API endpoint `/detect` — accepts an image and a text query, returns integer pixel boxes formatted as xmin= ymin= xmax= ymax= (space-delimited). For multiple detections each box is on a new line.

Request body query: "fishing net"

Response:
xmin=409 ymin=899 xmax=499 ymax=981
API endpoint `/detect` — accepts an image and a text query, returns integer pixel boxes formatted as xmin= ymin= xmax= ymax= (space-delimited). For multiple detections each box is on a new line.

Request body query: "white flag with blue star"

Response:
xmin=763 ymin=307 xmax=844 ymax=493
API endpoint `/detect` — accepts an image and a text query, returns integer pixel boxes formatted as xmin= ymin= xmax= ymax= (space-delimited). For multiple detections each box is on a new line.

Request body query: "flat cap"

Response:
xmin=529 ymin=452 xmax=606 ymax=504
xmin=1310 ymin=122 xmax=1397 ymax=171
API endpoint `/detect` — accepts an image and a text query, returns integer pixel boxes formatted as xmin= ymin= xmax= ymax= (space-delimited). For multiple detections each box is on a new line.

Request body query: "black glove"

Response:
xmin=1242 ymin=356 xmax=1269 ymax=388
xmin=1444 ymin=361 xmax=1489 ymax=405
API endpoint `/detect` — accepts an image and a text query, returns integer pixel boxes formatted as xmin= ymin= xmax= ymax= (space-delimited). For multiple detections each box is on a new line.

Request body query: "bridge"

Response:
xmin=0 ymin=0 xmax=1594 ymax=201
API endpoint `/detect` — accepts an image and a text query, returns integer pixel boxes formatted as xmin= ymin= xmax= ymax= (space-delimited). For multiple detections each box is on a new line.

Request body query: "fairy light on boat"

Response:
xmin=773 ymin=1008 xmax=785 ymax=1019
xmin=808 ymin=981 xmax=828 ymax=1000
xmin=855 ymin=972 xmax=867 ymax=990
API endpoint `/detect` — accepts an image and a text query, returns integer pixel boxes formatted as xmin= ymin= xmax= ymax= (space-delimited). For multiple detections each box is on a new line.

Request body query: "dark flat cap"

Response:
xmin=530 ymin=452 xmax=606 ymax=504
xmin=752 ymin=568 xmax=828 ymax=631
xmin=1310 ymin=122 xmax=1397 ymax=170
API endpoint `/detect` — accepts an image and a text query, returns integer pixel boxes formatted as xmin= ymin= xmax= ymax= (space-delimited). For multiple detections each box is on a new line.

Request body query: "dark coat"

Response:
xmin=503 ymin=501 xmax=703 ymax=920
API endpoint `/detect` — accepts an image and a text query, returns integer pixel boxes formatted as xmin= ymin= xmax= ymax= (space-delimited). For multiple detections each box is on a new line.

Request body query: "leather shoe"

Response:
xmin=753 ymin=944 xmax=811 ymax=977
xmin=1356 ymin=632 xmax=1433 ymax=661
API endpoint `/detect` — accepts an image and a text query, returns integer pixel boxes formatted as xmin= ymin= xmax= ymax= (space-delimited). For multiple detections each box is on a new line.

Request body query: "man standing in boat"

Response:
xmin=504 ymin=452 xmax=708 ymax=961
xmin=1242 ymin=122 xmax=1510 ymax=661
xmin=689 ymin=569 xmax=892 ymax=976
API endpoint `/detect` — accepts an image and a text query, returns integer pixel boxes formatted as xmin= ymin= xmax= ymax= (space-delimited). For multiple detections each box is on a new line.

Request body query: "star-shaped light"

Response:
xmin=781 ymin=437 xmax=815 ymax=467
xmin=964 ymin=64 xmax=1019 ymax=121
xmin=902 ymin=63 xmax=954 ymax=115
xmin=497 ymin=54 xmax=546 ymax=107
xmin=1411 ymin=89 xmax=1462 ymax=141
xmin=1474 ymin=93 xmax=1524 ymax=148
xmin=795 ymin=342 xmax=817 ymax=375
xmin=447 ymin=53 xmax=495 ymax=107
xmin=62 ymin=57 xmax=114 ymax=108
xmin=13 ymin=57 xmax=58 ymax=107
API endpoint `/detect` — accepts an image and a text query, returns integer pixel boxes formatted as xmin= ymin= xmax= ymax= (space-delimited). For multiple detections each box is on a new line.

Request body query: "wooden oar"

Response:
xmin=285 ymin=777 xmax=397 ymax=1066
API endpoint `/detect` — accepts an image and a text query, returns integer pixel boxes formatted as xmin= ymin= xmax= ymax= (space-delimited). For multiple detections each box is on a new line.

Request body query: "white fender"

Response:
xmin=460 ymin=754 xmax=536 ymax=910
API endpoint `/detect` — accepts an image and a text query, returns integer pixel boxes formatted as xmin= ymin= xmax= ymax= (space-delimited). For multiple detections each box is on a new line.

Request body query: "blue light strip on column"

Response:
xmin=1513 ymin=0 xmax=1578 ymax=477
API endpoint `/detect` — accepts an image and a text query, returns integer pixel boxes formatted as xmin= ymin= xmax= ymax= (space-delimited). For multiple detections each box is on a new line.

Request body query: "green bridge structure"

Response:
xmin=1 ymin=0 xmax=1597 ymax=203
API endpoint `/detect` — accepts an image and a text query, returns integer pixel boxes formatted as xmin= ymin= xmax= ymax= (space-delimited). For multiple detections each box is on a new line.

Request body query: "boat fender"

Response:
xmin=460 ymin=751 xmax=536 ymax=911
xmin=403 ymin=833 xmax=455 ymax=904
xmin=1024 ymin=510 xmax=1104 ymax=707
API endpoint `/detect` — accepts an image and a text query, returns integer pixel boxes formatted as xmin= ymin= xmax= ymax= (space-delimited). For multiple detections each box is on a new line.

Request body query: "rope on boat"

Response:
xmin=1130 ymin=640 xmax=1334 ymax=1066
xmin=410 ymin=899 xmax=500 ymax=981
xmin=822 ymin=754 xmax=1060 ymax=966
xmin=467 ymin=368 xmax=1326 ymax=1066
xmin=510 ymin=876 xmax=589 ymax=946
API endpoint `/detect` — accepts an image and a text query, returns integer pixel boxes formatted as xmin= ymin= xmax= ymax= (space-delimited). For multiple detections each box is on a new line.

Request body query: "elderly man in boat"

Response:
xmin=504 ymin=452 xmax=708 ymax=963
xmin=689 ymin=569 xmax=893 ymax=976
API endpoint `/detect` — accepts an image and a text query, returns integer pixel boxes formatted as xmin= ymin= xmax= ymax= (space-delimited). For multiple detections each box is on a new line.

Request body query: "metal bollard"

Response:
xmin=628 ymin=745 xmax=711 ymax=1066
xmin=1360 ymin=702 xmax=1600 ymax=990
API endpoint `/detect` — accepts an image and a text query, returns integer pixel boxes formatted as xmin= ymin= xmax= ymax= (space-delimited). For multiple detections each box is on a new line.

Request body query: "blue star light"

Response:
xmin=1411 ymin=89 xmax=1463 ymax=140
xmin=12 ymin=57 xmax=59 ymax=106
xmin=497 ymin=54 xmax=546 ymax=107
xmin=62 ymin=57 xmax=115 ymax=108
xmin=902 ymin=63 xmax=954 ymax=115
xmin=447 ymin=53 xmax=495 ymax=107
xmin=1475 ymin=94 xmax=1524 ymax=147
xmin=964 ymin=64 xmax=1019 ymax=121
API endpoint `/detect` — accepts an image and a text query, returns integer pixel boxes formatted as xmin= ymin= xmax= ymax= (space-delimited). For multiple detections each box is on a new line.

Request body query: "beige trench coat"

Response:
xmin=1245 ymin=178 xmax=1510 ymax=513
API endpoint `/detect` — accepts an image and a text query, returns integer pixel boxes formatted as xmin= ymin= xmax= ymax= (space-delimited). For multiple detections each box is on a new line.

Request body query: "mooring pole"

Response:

### WORK TASK
Retype each line of the listing exactly as it was given above.

### SOLUTION TO THE PROBLEM
API endpoint `/detect` — accepts an image and a text query, returns integer pixel boxes formatted as xmin= ymin= xmax= ymax= (space-delimited). For multiple detections each box is on a new line.

Request body query: "fishing net"

Response:
xmin=409 ymin=899 xmax=499 ymax=981
API endpoint `/detect` — accepts an image and a text query, returns integer pixel boxes formatted as xmin= ymin= xmax= ymax= (space-delimited). For multiple detections each box is on a new line.

Request body query: "white flag with blue star"

Response:
xmin=763 ymin=307 xmax=844 ymax=493
API endpoint `/detect` — accepts an image and a text query, returns integer pixel boxes formatted as xmin= ymin= xmax= ymax= (space-delimited). For multiple detections each box is on a new line.

Request body query: "flat cap"

Response:
xmin=529 ymin=452 xmax=606 ymax=504
xmin=1310 ymin=122 xmax=1397 ymax=171
API endpoint `/detect` — accepts an image and a text query, returns integer pixel boxes formatted as xmin= ymin= xmax= ymax= (space-delimited). For multiple detections each box is on a new line.

Request body query: "black glove"

Response:
xmin=1242 ymin=356 xmax=1269 ymax=388
xmin=1444 ymin=361 xmax=1489 ymax=405
API endpoint `/detect` — accepts an image and a text query, returns integer pixel boxes formatted as xmin= ymin= xmax= ymax= (space-delimited). For multiple detections each box is on a new line.

Request body query: "bridge"

Response:
xmin=0 ymin=0 xmax=1594 ymax=201
API endpoint `/detect` — accepts an image and a text query, returns integer pixel boxes formatted as xmin= ymin= xmax= ymax= (space-delimited). For multiple detections each box is on a new line.

Request body query: "fairy light on boat"

Response:
xmin=773 ymin=1008 xmax=785 ymax=1019
xmin=808 ymin=981 xmax=828 ymax=1000
xmin=855 ymin=972 xmax=867 ymax=990
API endpoint `/detect` — accepts an image and a text query, returns integer pixel boxes formatted as xmin= ymin= xmax= ymax= (space-delimited). For multiple detections each box is on a new line.

Request body query: "dark flat cap"

Response:
xmin=530 ymin=452 xmax=606 ymax=504
xmin=752 ymin=568 xmax=828 ymax=631
xmin=1310 ymin=122 xmax=1397 ymax=170
API endpoint `/detect` — accepts an image and a text query, returns integer pixel boxes formatted as xmin= ymin= xmax= ymax= (space-delimited). For multiple detections each box is on a new line.

Request body query: "dark coat"

Response:
xmin=503 ymin=501 xmax=703 ymax=920
API endpoint `/detect` — accepts an image and a text query, returns integer pixel boxes formatted as xmin= ymin= xmax= ymax= (space-delimited). For multiple detections each box is on a new line.

Request body query: "leather shoe"

Response:
xmin=753 ymin=944 xmax=811 ymax=977
xmin=1356 ymin=632 xmax=1433 ymax=661
API endpoint `/detect` — accepts an image and a text query, returns integer pixel boxes formatted as xmin= ymin= xmax= ymax= (space-delimited). For multiple detections each box is on a new line.

Request body query: "man standing in boat"

Response:
xmin=504 ymin=452 xmax=708 ymax=961
xmin=1242 ymin=122 xmax=1510 ymax=661
xmin=689 ymin=569 xmax=892 ymax=976
API endpoint `/detect` — accepts an image and a text query, returns integer pixel boxes formatted as xmin= ymin= xmax= ymax= (space-delimited). For multiple detections each box is on a new line.

Request body query: "star-shaped light"

Response:
xmin=781 ymin=437 xmax=815 ymax=467
xmin=964 ymin=64 xmax=1019 ymax=121
xmin=902 ymin=63 xmax=954 ymax=115
xmin=497 ymin=54 xmax=546 ymax=107
xmin=1411 ymin=89 xmax=1462 ymax=141
xmin=1474 ymin=93 xmax=1524 ymax=148
xmin=795 ymin=342 xmax=817 ymax=375
xmin=447 ymin=53 xmax=495 ymax=107
xmin=62 ymin=57 xmax=114 ymax=108
xmin=13 ymin=57 xmax=58 ymax=107
API endpoint `/detect` — accepts an image and a text query, returns integer pixel boxes formatted as xmin= ymin= xmax= ymax= (space-delimited). For multiple detections each box is on a new line.

Request body query: "wooden oar"

Response:
xmin=285 ymin=777 xmax=397 ymax=1066
API endpoint `/detect` — accepts an image and a text query, returns integer pixel boxes formatted as xmin= ymin= xmax= ymax= (space-delimited). For multiple detections each box is on a new line.

Request body query: "white fender"

Response:
xmin=460 ymin=754 xmax=536 ymax=910
API endpoint `/detect` — accepts an image and a text query, returns integer pixel boxes formatted as xmin= ymin= xmax= ymax= (space-delimited). For multiple detections each box is on a new line.

Request body query: "blue light strip on column"

Response:
xmin=1513 ymin=0 xmax=1578 ymax=477
API endpoint `/detect` — accepts an image and a text query, returns integer pixel boxes formatted as xmin= ymin= xmax= ymax= (space-delimited). For multiple detections each box is on a new line.

Request body query: "green bridge structure"

Response:
xmin=1 ymin=0 xmax=1597 ymax=203
API endpoint `/detect` — accepts an image and a text query, returns integer pixel boxes formatted as xmin= ymin= xmax= ymax= (space-delimited). For multiple detections each box is on a new line.

Request body query: "boat fender"

Response:
xmin=460 ymin=751 xmax=536 ymax=911
xmin=403 ymin=833 xmax=455 ymax=904
xmin=1024 ymin=510 xmax=1104 ymax=707
API endpoint `/detect` — accepts an image and a text query, returns integer pixel boxes formatted as xmin= ymin= xmax= ymax= (space-delimited). For multiple detections each box is on a new line.

Request body query: "rope on boat"

Response:
xmin=1130 ymin=640 xmax=1334 ymax=1066
xmin=410 ymin=899 xmax=500 ymax=981
xmin=822 ymin=754 xmax=1060 ymax=966
xmin=467 ymin=368 xmax=1326 ymax=1066
xmin=510 ymin=876 xmax=589 ymax=946
API endpoint `/detect` — accepts an image and a text query, returns integer pixel boxes formatted as xmin= ymin= xmax= ymax= (space-delimited). For multiple detections each box is on a new line.

Request body query: "elderly man in boat"

Response:
xmin=504 ymin=452 xmax=708 ymax=963
xmin=689 ymin=569 xmax=893 ymax=976
API endpoint `/detect` — accepts an image and a text query, returns integer pixel boxes formatted as xmin= ymin= xmax= ymax= (space-delimited). For multiple detections each box is on a new line.

Request body query: "metal bollard"

Response:
xmin=628 ymin=745 xmax=711 ymax=1066
xmin=1360 ymin=702 xmax=1600 ymax=990
API endpoint `/detect` — accepts an image and a text query, returns integer pixel boxes formatted as xmin= ymin= xmax= ymax= (space-delimited). For multiple detections each box is on a new line.

Request body query: "blue star light"

Response:
xmin=1411 ymin=89 xmax=1463 ymax=140
xmin=12 ymin=57 xmax=59 ymax=106
xmin=497 ymin=54 xmax=546 ymax=107
xmin=62 ymin=57 xmax=115 ymax=108
xmin=902 ymin=63 xmax=954 ymax=115
xmin=447 ymin=53 xmax=495 ymax=107
xmin=1475 ymin=94 xmax=1524 ymax=147
xmin=964 ymin=64 xmax=1019 ymax=121
API endpoint `/detect` — accepts an image and a text query, returns integer pixel boxes formatted as xmin= ymin= xmax= ymax= (space-delimited). For multiple detections each box is on a new line.

Request body query: "beige trench coat"

Response:
xmin=1245 ymin=178 xmax=1510 ymax=513
API endpoint `/detect` — accepts an image and a text query, returns integer pixel boxes formatted as xmin= ymin= xmax= ymax= (space-delimited). For multiple detections each box is on a new line.

Request body query: "mooring pole"

Response:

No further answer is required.